Goal: Copy every record below, exactly as written.

• • • • •

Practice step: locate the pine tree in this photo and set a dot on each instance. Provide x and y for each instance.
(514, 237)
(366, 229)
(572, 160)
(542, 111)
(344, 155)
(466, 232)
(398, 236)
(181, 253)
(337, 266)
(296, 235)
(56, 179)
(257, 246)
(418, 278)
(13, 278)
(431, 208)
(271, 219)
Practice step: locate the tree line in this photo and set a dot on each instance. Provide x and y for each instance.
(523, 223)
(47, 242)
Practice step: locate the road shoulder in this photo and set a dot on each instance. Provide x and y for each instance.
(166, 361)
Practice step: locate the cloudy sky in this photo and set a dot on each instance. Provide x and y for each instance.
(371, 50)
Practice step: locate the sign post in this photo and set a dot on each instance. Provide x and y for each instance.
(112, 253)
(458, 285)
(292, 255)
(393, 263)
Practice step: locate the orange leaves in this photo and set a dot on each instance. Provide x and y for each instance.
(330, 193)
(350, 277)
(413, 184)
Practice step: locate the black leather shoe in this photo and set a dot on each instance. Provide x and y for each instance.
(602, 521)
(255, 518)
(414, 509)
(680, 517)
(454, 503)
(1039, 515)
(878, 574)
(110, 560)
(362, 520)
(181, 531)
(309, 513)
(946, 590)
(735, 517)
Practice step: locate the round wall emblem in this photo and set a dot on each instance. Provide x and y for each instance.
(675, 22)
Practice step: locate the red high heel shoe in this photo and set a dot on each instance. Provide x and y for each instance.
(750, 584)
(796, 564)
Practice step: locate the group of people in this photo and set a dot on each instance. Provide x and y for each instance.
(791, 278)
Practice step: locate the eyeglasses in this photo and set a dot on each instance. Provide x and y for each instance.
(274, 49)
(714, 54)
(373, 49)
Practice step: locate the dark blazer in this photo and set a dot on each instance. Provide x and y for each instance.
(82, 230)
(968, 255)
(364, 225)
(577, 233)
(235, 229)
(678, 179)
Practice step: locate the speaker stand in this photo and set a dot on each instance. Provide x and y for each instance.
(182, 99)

• • • • •

Solved problem:
Practice step: locate the pine tree in this photo and set a dot on each instance. Provide x and y for each instance.
(514, 237)
(366, 229)
(572, 160)
(542, 111)
(344, 155)
(466, 232)
(398, 236)
(181, 253)
(337, 266)
(296, 235)
(56, 179)
(257, 246)
(418, 278)
(13, 278)
(431, 208)
(271, 219)
Practice step: locate the tree line in this photo and set a dot on each instance. Provide x and y for each instance.
(523, 223)
(47, 242)
Practice step: locate the road shoulder in this photo and set a dot on each instance. Provide x and y for each instance.
(166, 361)
Practice step: locate the cloudy sky in this photo and set a dot on each instance. Provide x and y for each instance.
(371, 50)
Practice step: locate the sign post in this photo and set a dot on each instance. Provide x and y for each instance.
(112, 253)
(458, 285)
(292, 255)
(393, 263)
Practice step: locate the orange leaves in this photo and set a dot on each instance. Provide x and y for each instance.
(330, 193)
(350, 277)
(413, 184)
Practice step: locate the black leather shoe in this photo and set a dot on each instance. Provide x and y for each instance.
(602, 521)
(255, 518)
(414, 509)
(680, 517)
(454, 503)
(1039, 515)
(878, 574)
(110, 560)
(362, 520)
(181, 531)
(309, 513)
(946, 590)
(735, 517)
Practice step: locate the round wall emblem in this photo and set a dot on each instance. Provide x and y for each instance.
(675, 22)
Practice step: locate the red high heel shoe in this photo and set a dot on each instance. Provide x and y for each instance.
(750, 584)
(796, 564)
Practice step: locate the group of people in this photo and set a dot on each instance. Provide x and y for each instance.
(791, 278)
Practice step: locate the eyeglasses in this photo and set a dot on each instance. Provide x and y for each instance.
(274, 49)
(714, 54)
(373, 49)
Practice step: locate the dark blazer in this photo and set a dot on each instance. Provide x and y for each instance.
(82, 230)
(968, 255)
(364, 225)
(577, 233)
(235, 229)
(678, 179)
Practice step: locate the speaker stand in this photo and set a dot on each instance. Provide x and y for each instance.
(182, 99)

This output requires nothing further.